◆ TUGAS YANG DIMINTA A
Ambil setiap baris entri yang mengandung kata "tail".

◆ SUMBER
┌──

Thursday, April 19, 2007

Hak Garap Hanya 10 Hektare

Bakorwil Usulkan Solusi Adat


Sumenep, Jawa Pos - Upaya mediasi yang dilakukan Bakorwil IV Madura atas munculnya rekomendasi Komisi II DPR RI tertanggal 27 September 2006 lalu, ternyata belum selesai. Rencananya, dalam waktu dekat, bakorwil menggelar pertemuan kembali untuk membahas dan menuntaskan realisasi dari poin-poin rekomendasi Komisi II. Utamanya, pada poin petani garam dilibatkan atau diberikan hak garap untuk memproduksi garam.

└──

◆ TUGAS YANG DIMINTA B
Ambil bagian artikel tentang hak garap petani garam di atas tanpa perubahan, dimulai dari "Thursday, April 19, 2007" dan berlanjut sampai "untuk memproduksi garam.".

◆ ENTRI YANG TERSEDIA
┌──

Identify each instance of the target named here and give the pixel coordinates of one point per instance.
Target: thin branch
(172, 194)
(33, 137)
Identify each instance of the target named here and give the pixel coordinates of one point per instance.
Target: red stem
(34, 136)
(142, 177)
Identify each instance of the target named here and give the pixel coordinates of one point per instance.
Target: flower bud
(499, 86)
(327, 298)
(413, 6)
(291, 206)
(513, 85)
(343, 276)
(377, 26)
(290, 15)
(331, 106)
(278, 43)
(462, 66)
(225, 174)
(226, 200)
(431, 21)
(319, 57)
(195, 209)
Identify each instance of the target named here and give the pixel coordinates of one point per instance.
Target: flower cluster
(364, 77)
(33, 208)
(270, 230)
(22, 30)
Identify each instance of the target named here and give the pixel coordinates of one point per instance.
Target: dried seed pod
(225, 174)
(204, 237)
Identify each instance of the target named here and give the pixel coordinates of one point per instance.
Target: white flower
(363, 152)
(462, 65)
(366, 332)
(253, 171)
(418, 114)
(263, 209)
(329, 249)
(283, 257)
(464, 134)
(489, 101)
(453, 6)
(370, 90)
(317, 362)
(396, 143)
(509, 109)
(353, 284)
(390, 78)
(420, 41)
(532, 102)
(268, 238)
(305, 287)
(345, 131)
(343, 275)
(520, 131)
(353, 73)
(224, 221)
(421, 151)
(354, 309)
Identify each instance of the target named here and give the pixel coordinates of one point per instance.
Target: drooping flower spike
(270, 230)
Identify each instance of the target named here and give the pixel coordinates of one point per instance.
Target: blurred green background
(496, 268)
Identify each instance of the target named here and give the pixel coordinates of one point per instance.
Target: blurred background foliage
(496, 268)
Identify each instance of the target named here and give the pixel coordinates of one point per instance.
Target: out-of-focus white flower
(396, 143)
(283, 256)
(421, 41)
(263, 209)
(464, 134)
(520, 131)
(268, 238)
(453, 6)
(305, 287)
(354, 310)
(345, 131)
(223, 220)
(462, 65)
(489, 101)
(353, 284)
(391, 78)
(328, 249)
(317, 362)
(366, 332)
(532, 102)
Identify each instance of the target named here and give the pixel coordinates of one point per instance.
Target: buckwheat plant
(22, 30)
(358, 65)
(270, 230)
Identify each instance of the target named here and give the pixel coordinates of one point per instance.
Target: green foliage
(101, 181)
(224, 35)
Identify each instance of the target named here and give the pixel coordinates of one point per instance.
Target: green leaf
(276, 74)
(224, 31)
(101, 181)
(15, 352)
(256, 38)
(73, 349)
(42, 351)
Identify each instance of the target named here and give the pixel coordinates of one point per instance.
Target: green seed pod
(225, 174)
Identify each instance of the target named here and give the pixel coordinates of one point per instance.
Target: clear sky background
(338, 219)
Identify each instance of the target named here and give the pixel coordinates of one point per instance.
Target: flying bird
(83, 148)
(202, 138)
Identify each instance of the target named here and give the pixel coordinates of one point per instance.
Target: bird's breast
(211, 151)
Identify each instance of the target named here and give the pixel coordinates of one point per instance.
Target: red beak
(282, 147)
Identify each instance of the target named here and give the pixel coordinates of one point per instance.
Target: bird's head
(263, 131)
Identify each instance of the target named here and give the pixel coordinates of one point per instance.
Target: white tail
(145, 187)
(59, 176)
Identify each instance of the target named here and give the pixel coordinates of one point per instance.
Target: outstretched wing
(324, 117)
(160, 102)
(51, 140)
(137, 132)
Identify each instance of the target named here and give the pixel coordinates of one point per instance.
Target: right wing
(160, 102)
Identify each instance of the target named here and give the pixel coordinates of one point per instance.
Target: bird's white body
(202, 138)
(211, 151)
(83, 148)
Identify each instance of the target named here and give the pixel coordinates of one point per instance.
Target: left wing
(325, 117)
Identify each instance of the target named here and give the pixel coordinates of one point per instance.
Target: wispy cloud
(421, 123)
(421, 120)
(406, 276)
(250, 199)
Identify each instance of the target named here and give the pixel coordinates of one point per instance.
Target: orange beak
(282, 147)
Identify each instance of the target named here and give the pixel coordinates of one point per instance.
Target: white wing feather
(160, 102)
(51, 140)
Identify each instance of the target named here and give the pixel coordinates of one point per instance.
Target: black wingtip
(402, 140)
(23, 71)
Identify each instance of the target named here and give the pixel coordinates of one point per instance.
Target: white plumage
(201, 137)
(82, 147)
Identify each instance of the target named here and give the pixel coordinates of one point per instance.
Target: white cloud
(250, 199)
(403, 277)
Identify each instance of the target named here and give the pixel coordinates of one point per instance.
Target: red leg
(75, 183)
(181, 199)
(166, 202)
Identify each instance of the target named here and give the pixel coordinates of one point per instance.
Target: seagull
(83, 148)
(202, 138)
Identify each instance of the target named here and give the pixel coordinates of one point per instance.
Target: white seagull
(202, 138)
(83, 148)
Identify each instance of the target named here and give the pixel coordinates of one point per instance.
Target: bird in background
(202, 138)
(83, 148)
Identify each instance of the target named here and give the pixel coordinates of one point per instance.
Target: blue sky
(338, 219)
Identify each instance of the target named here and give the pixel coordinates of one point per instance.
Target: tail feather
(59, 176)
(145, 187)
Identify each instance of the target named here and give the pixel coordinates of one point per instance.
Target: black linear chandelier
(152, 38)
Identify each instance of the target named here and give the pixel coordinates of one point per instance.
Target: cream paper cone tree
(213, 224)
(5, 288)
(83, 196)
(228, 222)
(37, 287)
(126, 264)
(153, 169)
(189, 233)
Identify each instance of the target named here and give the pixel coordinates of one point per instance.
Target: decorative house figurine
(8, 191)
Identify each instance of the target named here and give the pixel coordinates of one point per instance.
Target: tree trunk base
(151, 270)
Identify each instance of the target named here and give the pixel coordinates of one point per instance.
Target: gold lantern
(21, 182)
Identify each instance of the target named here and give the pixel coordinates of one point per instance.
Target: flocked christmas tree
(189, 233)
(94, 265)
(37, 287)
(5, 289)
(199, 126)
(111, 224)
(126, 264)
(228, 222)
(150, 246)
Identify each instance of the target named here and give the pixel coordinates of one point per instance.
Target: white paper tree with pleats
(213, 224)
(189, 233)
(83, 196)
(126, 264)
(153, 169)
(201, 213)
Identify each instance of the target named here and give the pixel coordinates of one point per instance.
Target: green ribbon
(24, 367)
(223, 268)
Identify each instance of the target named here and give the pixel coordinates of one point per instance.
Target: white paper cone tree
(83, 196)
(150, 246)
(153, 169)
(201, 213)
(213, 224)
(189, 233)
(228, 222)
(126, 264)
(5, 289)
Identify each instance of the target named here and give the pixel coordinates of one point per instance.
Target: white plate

└──

◆ HASIL LATIHAN A
Target: white tail
Target: tail feather

◆ HASIL LATIHAN B
Thursday, April 19, 2007

Hak Garap Hanya 10 Hektare

Bakorwil Usulkan Solusi Adat


Sumenep, Jawa Pos - Upaya mediasi yang dilakukan Bakorwil IV Madura atas munculnya rekomendasi Komisi II DPR RI tertanggal 27 September 2006 lalu, ternyata belum selesai. Rencananya, dalam waktu dekat, bakorwil menggelar pertemuan kembali untuk membahas dan menuntaskan realisasi dari poin-poin rekomendasi Komisi II. Utamanya, pada poin petani garam dilibatkan atau diberikan hak garap untuk memproduksi garam.